Brief —
Report every line in the records below that contains the word "green", matching its case exactly.

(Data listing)

________

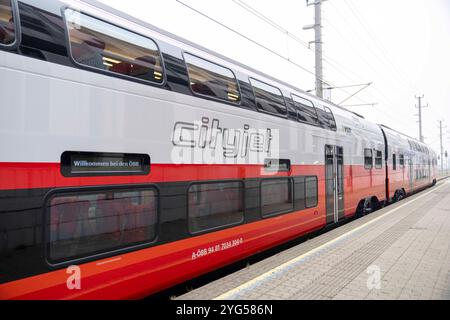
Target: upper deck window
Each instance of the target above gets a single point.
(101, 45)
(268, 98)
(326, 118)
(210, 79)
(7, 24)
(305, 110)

________

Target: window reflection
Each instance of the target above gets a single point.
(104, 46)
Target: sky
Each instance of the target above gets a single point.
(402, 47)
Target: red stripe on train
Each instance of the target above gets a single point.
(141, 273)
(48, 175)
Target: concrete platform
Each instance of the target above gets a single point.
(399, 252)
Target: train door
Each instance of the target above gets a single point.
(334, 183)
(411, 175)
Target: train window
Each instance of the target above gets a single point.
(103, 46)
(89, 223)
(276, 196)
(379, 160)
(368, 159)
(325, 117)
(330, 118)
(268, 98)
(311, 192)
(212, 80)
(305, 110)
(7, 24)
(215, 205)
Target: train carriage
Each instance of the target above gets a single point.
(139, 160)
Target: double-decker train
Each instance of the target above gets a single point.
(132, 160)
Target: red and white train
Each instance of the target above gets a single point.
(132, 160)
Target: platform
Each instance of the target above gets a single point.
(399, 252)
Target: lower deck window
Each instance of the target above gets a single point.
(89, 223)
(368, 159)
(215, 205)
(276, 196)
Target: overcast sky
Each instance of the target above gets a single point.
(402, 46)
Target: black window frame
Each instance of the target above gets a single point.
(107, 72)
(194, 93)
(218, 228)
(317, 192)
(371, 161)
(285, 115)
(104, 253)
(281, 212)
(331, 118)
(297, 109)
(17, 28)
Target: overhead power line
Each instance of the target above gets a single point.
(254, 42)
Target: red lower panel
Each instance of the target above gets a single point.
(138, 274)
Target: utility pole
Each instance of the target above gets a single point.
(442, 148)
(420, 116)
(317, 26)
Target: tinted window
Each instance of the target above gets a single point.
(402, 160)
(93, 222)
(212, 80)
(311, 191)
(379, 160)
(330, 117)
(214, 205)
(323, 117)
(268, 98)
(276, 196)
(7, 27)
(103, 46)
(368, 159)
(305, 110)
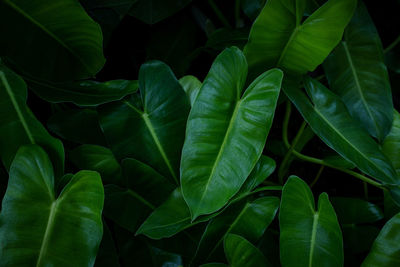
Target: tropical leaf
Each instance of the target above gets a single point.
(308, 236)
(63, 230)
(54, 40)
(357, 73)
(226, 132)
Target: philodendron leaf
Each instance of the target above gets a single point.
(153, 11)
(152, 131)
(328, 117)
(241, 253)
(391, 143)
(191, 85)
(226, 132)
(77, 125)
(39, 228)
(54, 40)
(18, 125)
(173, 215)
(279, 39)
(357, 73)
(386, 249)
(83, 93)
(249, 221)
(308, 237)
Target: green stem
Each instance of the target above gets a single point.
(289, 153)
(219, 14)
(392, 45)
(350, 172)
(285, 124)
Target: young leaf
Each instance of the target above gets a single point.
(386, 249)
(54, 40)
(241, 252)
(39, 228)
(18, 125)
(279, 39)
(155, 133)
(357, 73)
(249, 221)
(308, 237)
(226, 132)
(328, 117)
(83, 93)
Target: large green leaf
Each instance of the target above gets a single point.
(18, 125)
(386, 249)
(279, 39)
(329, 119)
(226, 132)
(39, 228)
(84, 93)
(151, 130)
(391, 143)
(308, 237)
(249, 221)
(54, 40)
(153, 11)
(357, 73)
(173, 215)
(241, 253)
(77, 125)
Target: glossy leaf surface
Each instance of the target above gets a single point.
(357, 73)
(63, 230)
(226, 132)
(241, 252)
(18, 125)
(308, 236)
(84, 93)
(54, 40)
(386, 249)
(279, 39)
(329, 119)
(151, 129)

________

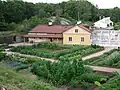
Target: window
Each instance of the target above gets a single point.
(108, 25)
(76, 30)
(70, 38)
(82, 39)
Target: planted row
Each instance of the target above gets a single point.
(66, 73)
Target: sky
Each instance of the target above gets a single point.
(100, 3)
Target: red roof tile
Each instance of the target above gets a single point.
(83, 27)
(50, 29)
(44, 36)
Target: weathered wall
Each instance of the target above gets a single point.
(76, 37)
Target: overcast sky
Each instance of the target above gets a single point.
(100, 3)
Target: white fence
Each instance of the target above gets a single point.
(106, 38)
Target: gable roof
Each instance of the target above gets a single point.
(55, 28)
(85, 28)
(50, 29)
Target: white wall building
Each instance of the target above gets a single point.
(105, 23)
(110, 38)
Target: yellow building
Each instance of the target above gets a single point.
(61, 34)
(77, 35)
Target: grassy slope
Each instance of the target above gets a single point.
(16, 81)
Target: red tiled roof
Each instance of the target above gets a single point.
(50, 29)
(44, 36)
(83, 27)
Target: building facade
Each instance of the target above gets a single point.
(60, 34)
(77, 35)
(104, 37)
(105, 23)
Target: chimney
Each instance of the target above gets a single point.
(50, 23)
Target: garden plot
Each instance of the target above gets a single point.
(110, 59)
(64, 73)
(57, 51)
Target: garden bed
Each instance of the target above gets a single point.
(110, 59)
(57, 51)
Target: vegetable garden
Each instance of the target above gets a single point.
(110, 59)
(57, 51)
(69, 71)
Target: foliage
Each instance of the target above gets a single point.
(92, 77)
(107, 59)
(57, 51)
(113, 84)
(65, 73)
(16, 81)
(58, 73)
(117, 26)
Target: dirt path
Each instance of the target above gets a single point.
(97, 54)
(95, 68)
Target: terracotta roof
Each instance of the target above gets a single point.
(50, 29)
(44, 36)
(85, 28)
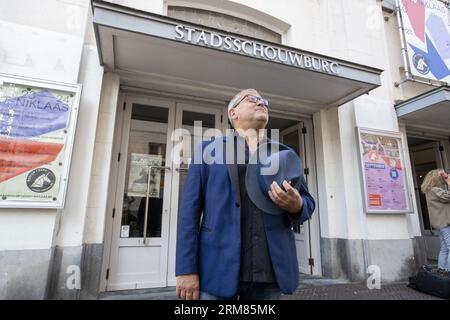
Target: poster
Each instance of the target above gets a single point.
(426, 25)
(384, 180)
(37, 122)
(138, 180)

________

Written response —
Target: green stem
Target: large green leaf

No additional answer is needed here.